[Source data]
####

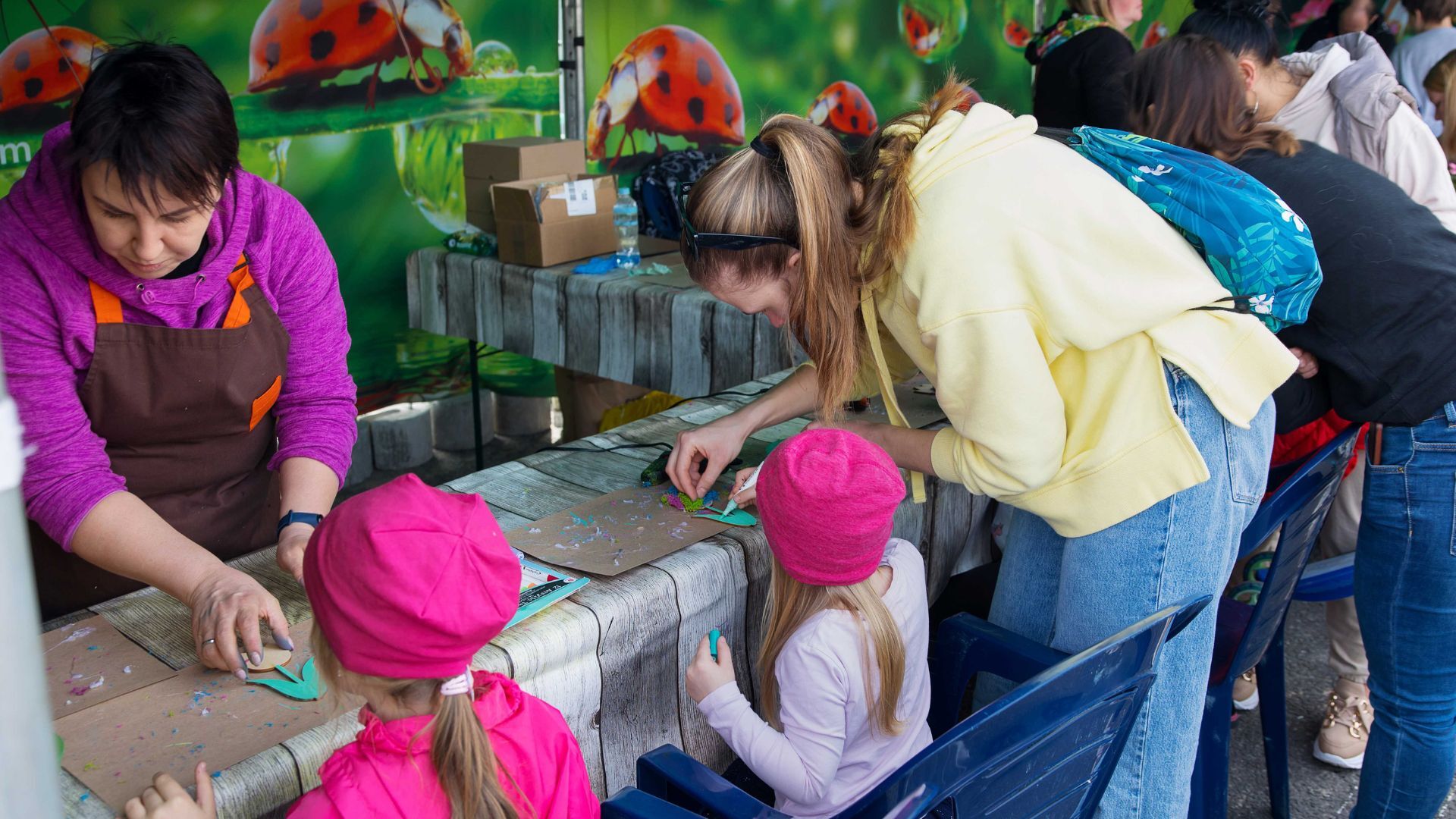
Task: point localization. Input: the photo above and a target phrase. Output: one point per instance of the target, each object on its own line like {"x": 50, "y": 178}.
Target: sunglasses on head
{"x": 699, "y": 242}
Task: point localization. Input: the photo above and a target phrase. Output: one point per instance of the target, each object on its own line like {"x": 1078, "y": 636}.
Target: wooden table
{"x": 626, "y": 328}
{"x": 612, "y": 656}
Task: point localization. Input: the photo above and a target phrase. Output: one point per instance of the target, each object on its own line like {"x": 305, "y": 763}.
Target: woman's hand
{"x": 166, "y": 799}
{"x": 705, "y": 673}
{"x": 745, "y": 497}
{"x": 229, "y": 604}
{"x": 291, "y": 542}
{"x": 1308, "y": 363}
{"x": 702, "y": 453}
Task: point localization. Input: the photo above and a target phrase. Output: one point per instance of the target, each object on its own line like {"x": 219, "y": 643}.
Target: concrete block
{"x": 522, "y": 416}
{"x": 400, "y": 436}
{"x": 453, "y": 422}
{"x": 362, "y": 463}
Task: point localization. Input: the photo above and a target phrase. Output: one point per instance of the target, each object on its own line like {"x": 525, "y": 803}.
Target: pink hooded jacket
{"x": 386, "y": 770}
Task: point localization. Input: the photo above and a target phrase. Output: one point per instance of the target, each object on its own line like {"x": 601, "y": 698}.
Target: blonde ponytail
{"x": 459, "y": 748}
{"x": 465, "y": 763}
{"x": 851, "y": 221}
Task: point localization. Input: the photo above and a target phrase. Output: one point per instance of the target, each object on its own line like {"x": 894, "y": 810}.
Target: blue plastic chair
{"x": 1047, "y": 748}
{"x": 1251, "y": 635}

####

Task goal: Can you retype every one of the records above word for word, leaving the pictures out?

Written response:
Task: point localization. Input: the photo above and a target phrase. Output: one point per instance of the target, each object on its own line like {"x": 50, "y": 178}.
Target: sunglasses on head
{"x": 699, "y": 242}
Task: point localization. Input: the photo above and a target phrase. Output: one point per instance of the target, each object on its own line like {"x": 1078, "y": 636}.
Target: wooden table
{"x": 626, "y": 328}
{"x": 612, "y": 656}
Task: point localization. Input: the photo above and a target phrase. Output: one point per instance of the target, each object on its own line like {"x": 305, "y": 763}.
Target: woman's hand
{"x": 166, "y": 799}
{"x": 705, "y": 673}
{"x": 745, "y": 497}
{"x": 229, "y": 604}
{"x": 291, "y": 542}
{"x": 1308, "y": 363}
{"x": 702, "y": 453}
Task: point localization. Input: the photo above and a target phrase. Output: one point per instance of the target, each object on its own line like {"x": 219, "y": 643}.
Target: concrete block
{"x": 522, "y": 416}
{"x": 400, "y": 436}
{"x": 453, "y": 422}
{"x": 362, "y": 463}
Task: point localization. Input: the photo above and a target phrase. Output: one point per instance of the target, each object on its own line like {"x": 525, "y": 803}.
Target: pink hooded jacket
{"x": 386, "y": 770}
Task: point localization. Input: the photo above and a target phrase. Output: one point per instance of the target, each object on its own line like {"x": 601, "y": 698}.
Target: blonde ponytail
{"x": 459, "y": 748}
{"x": 465, "y": 763}
{"x": 851, "y": 221}
Task: point localization. Input: the photo above and a target phrase. Output: one point per instance of the target, each object on its own line like {"x": 894, "y": 810}.
Target: blue plastic chair
{"x": 1047, "y": 748}
{"x": 1251, "y": 635}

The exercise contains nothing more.